Please write out exactly the lines that begin at the line containing "Spot the van side" and run to the end of the records.

GIVEN RECORDS
★ ★ ★ ★ ★ ★ ★

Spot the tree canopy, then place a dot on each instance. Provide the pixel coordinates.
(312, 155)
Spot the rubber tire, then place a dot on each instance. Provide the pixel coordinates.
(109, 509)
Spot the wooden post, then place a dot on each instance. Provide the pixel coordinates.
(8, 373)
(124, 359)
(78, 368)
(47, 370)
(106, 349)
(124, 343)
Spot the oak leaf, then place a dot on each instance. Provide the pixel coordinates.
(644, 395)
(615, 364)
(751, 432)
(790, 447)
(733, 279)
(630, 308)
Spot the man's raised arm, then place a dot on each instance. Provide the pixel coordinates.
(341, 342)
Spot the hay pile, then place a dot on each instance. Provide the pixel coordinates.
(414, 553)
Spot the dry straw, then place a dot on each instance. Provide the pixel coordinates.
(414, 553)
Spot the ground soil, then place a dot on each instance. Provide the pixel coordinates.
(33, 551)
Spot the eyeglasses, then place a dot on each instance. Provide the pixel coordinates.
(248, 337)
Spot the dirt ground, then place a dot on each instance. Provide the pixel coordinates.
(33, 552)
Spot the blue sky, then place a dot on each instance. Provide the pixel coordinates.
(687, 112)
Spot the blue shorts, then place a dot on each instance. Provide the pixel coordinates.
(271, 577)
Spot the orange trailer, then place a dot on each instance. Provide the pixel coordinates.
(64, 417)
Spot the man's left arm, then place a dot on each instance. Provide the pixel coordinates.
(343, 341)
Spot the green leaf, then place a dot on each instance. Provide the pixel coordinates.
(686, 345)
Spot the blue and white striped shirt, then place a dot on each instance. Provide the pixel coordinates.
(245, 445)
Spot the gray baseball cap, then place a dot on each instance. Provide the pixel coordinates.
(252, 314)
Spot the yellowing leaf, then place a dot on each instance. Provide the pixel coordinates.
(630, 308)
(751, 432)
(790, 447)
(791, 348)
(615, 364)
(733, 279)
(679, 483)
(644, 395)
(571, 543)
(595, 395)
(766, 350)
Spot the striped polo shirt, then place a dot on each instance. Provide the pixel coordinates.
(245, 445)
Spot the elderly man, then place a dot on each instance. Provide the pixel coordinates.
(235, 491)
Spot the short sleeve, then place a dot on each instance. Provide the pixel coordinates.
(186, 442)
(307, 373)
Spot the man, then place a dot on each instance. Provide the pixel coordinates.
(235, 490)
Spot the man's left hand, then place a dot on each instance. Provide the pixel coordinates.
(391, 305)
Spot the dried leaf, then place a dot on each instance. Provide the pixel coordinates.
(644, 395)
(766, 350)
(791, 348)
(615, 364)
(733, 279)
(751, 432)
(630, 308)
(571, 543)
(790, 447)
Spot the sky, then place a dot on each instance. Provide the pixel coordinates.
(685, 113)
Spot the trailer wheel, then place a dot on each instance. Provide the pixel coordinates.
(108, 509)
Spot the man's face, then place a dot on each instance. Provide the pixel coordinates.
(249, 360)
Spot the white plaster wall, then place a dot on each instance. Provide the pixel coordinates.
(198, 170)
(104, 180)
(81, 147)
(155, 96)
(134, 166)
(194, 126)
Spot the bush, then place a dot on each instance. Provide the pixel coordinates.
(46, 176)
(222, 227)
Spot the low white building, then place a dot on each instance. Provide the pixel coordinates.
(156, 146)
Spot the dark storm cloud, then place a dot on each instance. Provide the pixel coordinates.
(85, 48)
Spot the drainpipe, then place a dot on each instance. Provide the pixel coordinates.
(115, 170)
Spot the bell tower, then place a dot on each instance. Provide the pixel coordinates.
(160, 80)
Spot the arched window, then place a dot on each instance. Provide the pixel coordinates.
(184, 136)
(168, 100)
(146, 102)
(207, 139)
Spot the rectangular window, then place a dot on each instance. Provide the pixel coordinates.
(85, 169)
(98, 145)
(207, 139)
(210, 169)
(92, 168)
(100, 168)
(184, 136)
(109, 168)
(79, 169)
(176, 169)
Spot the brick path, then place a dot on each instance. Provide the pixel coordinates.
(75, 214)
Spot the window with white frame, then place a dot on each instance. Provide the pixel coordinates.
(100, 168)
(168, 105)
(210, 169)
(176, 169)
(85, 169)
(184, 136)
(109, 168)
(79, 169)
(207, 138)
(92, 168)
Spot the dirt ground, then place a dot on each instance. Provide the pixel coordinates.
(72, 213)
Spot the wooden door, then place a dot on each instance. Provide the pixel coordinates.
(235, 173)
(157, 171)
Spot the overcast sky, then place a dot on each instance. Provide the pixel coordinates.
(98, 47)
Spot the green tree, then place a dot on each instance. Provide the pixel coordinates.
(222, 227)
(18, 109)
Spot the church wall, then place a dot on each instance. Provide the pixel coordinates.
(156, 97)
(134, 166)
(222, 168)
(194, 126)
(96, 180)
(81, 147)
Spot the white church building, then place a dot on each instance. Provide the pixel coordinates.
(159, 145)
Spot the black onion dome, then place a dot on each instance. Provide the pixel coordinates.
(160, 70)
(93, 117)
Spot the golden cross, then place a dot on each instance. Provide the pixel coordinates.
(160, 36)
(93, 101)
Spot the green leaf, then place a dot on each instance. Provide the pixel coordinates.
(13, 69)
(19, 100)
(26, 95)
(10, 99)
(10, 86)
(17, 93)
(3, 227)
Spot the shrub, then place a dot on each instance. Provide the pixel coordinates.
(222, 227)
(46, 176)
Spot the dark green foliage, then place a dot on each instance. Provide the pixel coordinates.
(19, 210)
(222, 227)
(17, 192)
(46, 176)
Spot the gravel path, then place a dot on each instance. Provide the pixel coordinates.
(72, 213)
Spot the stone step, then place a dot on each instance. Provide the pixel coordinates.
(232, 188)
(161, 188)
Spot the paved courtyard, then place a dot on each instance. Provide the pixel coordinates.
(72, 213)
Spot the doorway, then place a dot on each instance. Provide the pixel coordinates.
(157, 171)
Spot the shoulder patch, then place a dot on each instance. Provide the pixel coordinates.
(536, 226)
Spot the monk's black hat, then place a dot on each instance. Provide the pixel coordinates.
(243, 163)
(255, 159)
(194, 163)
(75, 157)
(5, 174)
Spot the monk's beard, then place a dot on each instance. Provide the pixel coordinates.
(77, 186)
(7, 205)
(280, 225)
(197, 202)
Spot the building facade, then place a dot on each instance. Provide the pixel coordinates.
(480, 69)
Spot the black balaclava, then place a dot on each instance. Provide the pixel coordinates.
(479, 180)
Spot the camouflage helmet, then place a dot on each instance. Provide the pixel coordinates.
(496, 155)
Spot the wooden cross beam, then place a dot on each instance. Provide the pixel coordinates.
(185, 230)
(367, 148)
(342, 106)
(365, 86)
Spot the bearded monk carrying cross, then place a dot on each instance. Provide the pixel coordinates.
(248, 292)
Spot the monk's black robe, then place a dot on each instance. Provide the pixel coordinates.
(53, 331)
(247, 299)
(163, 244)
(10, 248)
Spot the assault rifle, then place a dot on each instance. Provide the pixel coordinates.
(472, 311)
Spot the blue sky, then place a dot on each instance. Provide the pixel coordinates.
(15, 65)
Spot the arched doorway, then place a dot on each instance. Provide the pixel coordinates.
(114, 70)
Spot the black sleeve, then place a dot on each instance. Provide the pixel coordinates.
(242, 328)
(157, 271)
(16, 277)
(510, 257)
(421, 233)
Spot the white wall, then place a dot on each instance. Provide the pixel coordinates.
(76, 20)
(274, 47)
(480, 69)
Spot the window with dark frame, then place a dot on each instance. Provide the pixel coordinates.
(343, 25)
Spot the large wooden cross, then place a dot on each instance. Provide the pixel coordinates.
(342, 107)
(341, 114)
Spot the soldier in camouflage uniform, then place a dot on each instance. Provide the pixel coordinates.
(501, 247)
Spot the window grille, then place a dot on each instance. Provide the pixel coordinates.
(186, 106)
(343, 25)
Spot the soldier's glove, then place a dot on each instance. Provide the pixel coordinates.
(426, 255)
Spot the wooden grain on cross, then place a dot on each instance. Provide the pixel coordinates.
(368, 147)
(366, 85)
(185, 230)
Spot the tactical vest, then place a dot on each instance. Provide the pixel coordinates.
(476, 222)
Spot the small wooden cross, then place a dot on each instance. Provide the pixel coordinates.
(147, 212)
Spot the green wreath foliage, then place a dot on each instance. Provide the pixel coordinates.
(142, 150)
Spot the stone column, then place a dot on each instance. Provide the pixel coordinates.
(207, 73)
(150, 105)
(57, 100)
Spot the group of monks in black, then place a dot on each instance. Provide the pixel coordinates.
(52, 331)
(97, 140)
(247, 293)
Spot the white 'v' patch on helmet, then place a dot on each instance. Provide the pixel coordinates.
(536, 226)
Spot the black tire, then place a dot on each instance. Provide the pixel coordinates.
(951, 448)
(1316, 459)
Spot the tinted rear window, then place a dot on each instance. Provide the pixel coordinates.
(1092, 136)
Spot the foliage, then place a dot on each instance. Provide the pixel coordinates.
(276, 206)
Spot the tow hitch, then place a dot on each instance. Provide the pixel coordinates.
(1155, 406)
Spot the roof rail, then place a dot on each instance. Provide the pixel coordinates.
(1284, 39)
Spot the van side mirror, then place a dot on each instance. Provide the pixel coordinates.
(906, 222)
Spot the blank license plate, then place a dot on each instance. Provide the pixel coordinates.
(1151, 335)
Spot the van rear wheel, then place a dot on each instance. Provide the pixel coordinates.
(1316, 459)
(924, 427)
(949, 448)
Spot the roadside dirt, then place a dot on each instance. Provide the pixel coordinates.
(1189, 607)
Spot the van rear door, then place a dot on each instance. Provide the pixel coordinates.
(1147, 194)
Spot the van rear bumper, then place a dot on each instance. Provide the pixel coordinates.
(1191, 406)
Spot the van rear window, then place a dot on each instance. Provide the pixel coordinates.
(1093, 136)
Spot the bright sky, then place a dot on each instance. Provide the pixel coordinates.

★ ★ ★ ★ ★ ★ ★

FINAL ANSWER
Spot the van side mirror, then place a dot on each instance. Provide the pixel coordinates.
(906, 222)
Spot the blank license plate, then place a dot on each instance. Provide the pixel coordinates.
(1151, 335)
Spot the van rear wheel, then place a dot on each instance. Provide the pixel coordinates.
(1316, 459)
(924, 427)
(949, 448)
Spot the roadside dirt, then place a dot on each instance. Provide the pixel coordinates.
(1189, 607)
Spot the van rear door, then place a dot on each instance. Provide the pixel coordinates.
(1147, 194)
Spot the van rear bumper, then place a dot on each instance. Provide the pixel coordinates.
(1191, 406)
Spot the van rear window, then place a dot on each instance. Provide the pixel coordinates.
(1093, 136)
Spot the bright sky, then place a dot on each instance. Provide the pixel coordinates.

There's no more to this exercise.